(Stored items)
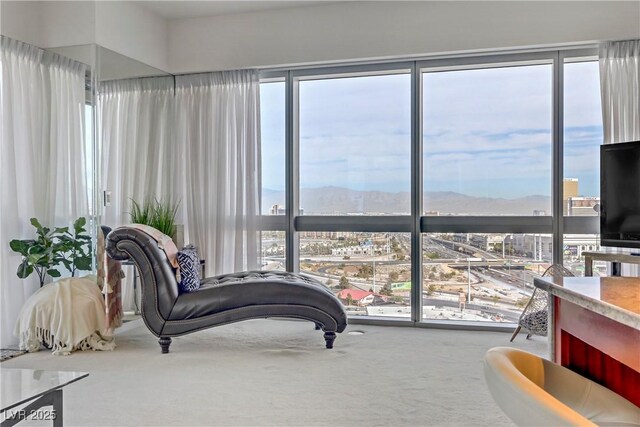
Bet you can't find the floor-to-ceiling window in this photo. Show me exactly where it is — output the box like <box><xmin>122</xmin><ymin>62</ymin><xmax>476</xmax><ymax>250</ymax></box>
<box><xmin>421</xmin><ymin>55</ymin><xmax>553</xmax><ymax>322</ymax></box>
<box><xmin>562</xmin><ymin>56</ymin><xmax>606</xmax><ymax>275</ymax></box>
<box><xmin>261</xmin><ymin>50</ymin><xmax>601</xmax><ymax>326</ymax></box>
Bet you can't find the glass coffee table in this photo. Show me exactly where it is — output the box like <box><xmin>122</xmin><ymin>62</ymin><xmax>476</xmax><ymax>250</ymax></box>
<box><xmin>0</xmin><ymin>368</ymin><xmax>89</xmax><ymax>427</ymax></box>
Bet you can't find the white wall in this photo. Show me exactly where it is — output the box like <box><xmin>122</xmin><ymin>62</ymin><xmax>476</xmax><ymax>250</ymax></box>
<box><xmin>0</xmin><ymin>0</ymin><xmax>168</xmax><ymax>71</ymax></box>
<box><xmin>95</xmin><ymin>1</ymin><xmax>168</xmax><ymax>71</ymax></box>
<box><xmin>169</xmin><ymin>1</ymin><xmax>640</xmax><ymax>73</ymax></box>
<box><xmin>0</xmin><ymin>0</ymin><xmax>43</xmax><ymax>46</ymax></box>
<box><xmin>40</xmin><ymin>1</ymin><xmax>96</xmax><ymax>49</ymax></box>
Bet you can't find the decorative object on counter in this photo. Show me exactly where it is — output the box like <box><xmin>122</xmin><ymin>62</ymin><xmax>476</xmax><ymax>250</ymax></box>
<box><xmin>9</xmin><ymin>217</ymin><xmax>91</xmax><ymax>287</ymax></box>
<box><xmin>509</xmin><ymin>264</ymin><xmax>573</xmax><ymax>341</ymax></box>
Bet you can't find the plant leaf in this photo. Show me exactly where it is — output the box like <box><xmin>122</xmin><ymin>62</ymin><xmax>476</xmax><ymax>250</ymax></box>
<box><xmin>9</xmin><ymin>239</ymin><xmax>35</xmax><ymax>256</ymax></box>
<box><xmin>75</xmin><ymin>256</ymin><xmax>91</xmax><ymax>270</ymax></box>
<box><xmin>73</xmin><ymin>216</ymin><xmax>87</xmax><ymax>234</ymax></box>
<box><xmin>16</xmin><ymin>259</ymin><xmax>33</xmax><ymax>279</ymax></box>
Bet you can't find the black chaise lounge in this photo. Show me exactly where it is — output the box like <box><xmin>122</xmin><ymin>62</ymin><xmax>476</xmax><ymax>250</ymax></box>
<box><xmin>107</xmin><ymin>227</ymin><xmax>347</xmax><ymax>353</ymax></box>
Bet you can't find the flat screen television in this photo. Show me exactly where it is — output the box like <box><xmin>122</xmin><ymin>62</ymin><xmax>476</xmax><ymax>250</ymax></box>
<box><xmin>600</xmin><ymin>141</ymin><xmax>640</xmax><ymax>248</ymax></box>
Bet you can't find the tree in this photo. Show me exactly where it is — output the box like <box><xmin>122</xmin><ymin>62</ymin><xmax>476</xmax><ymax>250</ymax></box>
<box><xmin>338</xmin><ymin>275</ymin><xmax>351</xmax><ymax>289</ymax></box>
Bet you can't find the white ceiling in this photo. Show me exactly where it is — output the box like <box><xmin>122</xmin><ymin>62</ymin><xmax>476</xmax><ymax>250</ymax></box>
<box><xmin>132</xmin><ymin>0</ymin><xmax>341</xmax><ymax>19</ymax></box>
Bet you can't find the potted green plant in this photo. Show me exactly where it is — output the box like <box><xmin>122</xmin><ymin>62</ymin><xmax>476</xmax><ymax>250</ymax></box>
<box><xmin>129</xmin><ymin>198</ymin><xmax>183</xmax><ymax>247</ymax></box>
<box><xmin>9</xmin><ymin>217</ymin><xmax>91</xmax><ymax>287</ymax></box>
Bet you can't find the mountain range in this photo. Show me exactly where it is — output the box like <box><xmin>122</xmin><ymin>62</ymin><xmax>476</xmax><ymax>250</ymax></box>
<box><xmin>262</xmin><ymin>187</ymin><xmax>551</xmax><ymax>215</ymax></box>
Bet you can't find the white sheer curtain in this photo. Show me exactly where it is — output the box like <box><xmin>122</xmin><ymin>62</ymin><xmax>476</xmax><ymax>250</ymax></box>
<box><xmin>176</xmin><ymin>70</ymin><xmax>261</xmax><ymax>275</ymax></box>
<box><xmin>599</xmin><ymin>40</ymin><xmax>640</xmax><ymax>144</ymax></box>
<box><xmin>0</xmin><ymin>37</ymin><xmax>88</xmax><ymax>347</ymax></box>
<box><xmin>98</xmin><ymin>77</ymin><xmax>184</xmax><ymax>227</ymax></box>
<box><xmin>599</xmin><ymin>40</ymin><xmax>640</xmax><ymax>276</ymax></box>
<box><xmin>98</xmin><ymin>76</ymin><xmax>184</xmax><ymax>311</ymax></box>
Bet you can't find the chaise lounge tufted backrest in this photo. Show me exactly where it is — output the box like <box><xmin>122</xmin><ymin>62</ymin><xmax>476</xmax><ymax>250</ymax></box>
<box><xmin>107</xmin><ymin>227</ymin><xmax>178</xmax><ymax>336</ymax></box>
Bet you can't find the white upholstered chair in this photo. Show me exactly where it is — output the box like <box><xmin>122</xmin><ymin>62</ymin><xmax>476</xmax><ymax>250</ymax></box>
<box><xmin>484</xmin><ymin>347</ymin><xmax>640</xmax><ymax>426</ymax></box>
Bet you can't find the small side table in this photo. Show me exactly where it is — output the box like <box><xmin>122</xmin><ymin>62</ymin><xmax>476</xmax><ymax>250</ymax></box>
<box><xmin>582</xmin><ymin>252</ymin><xmax>640</xmax><ymax>276</ymax></box>
<box><xmin>0</xmin><ymin>368</ymin><xmax>89</xmax><ymax>427</ymax></box>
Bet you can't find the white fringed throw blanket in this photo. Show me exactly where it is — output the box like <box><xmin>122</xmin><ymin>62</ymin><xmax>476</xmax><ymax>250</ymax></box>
<box><xmin>14</xmin><ymin>276</ymin><xmax>115</xmax><ymax>355</ymax></box>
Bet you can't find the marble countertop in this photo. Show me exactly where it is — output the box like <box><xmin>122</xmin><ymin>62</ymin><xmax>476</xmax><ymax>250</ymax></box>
<box><xmin>533</xmin><ymin>277</ymin><xmax>640</xmax><ymax>330</ymax></box>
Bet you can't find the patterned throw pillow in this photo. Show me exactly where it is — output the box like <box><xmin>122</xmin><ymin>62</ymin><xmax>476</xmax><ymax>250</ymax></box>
<box><xmin>176</xmin><ymin>245</ymin><xmax>200</xmax><ymax>292</ymax></box>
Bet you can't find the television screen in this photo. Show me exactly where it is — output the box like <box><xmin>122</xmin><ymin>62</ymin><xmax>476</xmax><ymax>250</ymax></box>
<box><xmin>600</xmin><ymin>141</ymin><xmax>640</xmax><ymax>248</ymax></box>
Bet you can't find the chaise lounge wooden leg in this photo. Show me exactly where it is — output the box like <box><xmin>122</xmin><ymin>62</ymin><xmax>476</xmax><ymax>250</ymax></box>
<box><xmin>509</xmin><ymin>325</ymin><xmax>522</xmax><ymax>342</ymax></box>
<box><xmin>324</xmin><ymin>332</ymin><xmax>336</xmax><ymax>348</ymax></box>
<box><xmin>158</xmin><ymin>337</ymin><xmax>171</xmax><ymax>354</ymax></box>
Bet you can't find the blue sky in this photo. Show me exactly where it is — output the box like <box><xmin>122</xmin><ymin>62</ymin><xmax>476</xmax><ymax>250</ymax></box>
<box><xmin>260</xmin><ymin>62</ymin><xmax>602</xmax><ymax>198</ymax></box>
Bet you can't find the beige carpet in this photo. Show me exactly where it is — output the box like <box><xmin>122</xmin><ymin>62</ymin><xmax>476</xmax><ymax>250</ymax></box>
<box><xmin>0</xmin><ymin>320</ymin><xmax>547</xmax><ymax>426</ymax></box>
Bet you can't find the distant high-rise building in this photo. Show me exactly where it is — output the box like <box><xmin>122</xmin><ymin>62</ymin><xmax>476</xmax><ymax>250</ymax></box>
<box><xmin>562</xmin><ymin>178</ymin><xmax>579</xmax><ymax>199</ymax></box>
<box><xmin>562</xmin><ymin>178</ymin><xmax>579</xmax><ymax>216</ymax></box>
<box><xmin>563</xmin><ymin>197</ymin><xmax>600</xmax><ymax>216</ymax></box>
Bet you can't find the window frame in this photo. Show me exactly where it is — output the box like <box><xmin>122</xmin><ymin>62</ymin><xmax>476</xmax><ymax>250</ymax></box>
<box><xmin>260</xmin><ymin>45</ymin><xmax>599</xmax><ymax>331</ymax></box>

# [Exercise requirements]
Copy out the lines above unchanged, from the line with "Bet you can't find the window" up to and including the last line of the stored items.

# [Answer in full]
Bet you can't find the window frame in this photo. Show me exactly where it is — output the box like <box><xmin>122</xmin><ymin>62</ymin><xmax>476</xmax><ymax>250</ymax></box>
<box><xmin>260</xmin><ymin>45</ymin><xmax>599</xmax><ymax>331</ymax></box>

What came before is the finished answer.